In [1]:
import pandas as pd

First of, import the CHEBI-hierarchy and the TCDB dfs

In [9]:
df_hierarchy = pd.read_csv("chebiHierarchy.tsv", sep="\t")
df_hierarchy['child'] = df_hierarchy['child'].str.extract(r'CHEBI_(\d+)').astype(int)
df_hierarchy['parent'] = df_hierarchy['parent'].str.extract(r'CHEBI_(\d+)').astype(int)
all_parents = set(df_hierarchy["parent"])

df_tcdb = pd.read_csv("../main_retry/tcdb_data_combined.csv")
all_chebi_tcdb = set(df_tcdb["CHEBI IDs"].unique())

Transformation from primary/secondary ChEBI ID to primary ID

In [10]:
prim_sec_chebi = pd.read_csv("primary_secondary_chebi_ids.tsv", sep="\t")

__YOUR GOAL__.
Write the next portion of the ChEBI and TCDB notebook above, starting right after its last line.

__STORED ROWS__.
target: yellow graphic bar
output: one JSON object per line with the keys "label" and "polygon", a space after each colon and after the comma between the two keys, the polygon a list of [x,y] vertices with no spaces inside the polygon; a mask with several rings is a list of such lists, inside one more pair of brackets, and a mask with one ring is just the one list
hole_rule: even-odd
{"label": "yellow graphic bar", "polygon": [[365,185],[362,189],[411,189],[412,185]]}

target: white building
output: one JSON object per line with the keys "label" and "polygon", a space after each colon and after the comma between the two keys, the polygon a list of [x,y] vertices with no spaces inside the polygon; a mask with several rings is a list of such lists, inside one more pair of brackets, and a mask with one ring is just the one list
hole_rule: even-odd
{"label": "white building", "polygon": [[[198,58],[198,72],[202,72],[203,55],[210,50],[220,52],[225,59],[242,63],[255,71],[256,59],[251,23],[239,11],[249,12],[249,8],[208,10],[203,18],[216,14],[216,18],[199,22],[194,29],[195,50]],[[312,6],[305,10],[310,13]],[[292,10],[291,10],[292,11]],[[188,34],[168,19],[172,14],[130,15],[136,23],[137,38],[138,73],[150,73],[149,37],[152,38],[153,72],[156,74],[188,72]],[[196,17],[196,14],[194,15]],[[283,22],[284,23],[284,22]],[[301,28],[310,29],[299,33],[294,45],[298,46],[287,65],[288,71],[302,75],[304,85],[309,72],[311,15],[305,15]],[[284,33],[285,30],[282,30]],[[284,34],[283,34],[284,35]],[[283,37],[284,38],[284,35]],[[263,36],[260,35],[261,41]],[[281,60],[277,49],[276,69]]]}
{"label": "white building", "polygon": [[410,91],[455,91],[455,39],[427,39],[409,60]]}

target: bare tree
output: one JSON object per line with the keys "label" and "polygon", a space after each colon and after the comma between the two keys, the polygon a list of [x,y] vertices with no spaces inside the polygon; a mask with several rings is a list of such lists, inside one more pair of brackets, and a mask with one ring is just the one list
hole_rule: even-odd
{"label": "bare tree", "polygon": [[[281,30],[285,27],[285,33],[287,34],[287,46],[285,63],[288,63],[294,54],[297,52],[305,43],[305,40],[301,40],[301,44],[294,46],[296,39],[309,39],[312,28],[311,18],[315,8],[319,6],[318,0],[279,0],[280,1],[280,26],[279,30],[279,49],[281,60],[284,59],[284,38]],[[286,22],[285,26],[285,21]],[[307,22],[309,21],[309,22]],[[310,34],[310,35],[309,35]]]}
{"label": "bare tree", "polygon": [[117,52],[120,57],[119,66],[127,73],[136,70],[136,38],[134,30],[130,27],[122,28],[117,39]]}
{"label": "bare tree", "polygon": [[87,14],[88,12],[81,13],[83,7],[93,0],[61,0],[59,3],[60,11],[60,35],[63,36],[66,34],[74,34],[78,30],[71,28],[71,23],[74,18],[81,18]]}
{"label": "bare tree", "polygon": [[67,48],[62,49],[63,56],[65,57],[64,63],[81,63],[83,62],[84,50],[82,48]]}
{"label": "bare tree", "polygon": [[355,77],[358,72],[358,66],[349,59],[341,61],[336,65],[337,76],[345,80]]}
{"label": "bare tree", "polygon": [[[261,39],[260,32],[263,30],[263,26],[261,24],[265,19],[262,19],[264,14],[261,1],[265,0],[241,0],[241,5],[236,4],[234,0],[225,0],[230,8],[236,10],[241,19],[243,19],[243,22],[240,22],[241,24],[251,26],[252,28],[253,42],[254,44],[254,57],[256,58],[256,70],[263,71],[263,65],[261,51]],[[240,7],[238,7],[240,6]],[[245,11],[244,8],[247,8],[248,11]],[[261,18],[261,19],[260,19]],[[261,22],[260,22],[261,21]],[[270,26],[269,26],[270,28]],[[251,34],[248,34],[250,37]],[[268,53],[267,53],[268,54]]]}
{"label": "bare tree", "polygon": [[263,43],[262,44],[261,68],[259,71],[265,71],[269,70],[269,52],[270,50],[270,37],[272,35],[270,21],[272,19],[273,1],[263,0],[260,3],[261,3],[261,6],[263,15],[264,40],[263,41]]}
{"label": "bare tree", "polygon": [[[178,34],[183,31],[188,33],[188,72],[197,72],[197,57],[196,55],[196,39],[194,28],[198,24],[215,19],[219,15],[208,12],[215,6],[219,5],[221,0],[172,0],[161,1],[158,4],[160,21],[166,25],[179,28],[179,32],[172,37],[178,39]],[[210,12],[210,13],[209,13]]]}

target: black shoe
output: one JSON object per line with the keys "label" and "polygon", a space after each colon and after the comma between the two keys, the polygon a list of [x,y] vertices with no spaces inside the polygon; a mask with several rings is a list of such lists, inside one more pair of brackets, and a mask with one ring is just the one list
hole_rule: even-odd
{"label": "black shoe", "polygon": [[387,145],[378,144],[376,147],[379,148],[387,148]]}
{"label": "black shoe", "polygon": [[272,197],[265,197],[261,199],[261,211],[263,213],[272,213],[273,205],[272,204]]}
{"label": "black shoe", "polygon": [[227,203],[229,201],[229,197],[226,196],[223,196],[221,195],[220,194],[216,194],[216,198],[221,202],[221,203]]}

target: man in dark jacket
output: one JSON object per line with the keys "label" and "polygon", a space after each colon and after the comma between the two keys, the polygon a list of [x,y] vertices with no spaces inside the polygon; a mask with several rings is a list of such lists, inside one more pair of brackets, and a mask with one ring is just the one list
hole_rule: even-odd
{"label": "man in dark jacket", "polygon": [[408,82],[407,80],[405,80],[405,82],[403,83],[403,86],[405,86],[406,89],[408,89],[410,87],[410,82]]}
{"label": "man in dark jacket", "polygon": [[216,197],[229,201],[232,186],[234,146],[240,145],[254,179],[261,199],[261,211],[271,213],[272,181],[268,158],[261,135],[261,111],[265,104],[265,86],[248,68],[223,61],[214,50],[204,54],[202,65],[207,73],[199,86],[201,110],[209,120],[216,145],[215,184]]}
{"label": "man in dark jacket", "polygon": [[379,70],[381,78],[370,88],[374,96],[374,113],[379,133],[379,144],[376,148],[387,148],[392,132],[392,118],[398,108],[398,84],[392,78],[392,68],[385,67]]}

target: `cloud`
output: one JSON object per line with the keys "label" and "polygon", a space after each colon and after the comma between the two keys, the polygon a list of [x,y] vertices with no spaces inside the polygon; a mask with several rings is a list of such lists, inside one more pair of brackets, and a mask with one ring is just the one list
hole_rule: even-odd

__RESULT__.
secondary_to_primary =  {}

for _, row in prim_sec_chebi.iterrows():
    primary_id = int(row["Primary_CHEBI_ID"])
    secondary_ids = eval(row["Secondary_CHEBI_IDs"])
    
    for s_id in secondary_ids:
        secondary_to_primary[s_id] = primary_id

def get_primary_id(chebi_id):
    chebi_id = int(chebi_id)
    return secondary_to_primary.get(str(chebi_id), chebi_id)

In [11]:
all_primary_chebi_tcdb = set([get_primary_id(el) for el in all_chebi_tcdb])

df_hierarchy_prim = df_hierarchy.copy()
df_hierarchy_prim["child"] = df_hierarchy["child"].apply(get_primary_id)
df_hierarchy_prim["parent"] = df_hierarchy["parent"].apply(get_primary_id)

all_children = df_hierarchy_prim["child"].unique().tolist()
not_in_hierarchy = [id for id in all_primary_chebi_tcdb if id not in all_children]

*Method 1*

Filter out all ChEBIs that are not leaf nodes.

In [None]:
df_filtered = df_hierarchy_prim[~df_hierarchy_prim["child"].isin(all_parents)]
leaf_nodes = df_filtered["child"].unique().tolist()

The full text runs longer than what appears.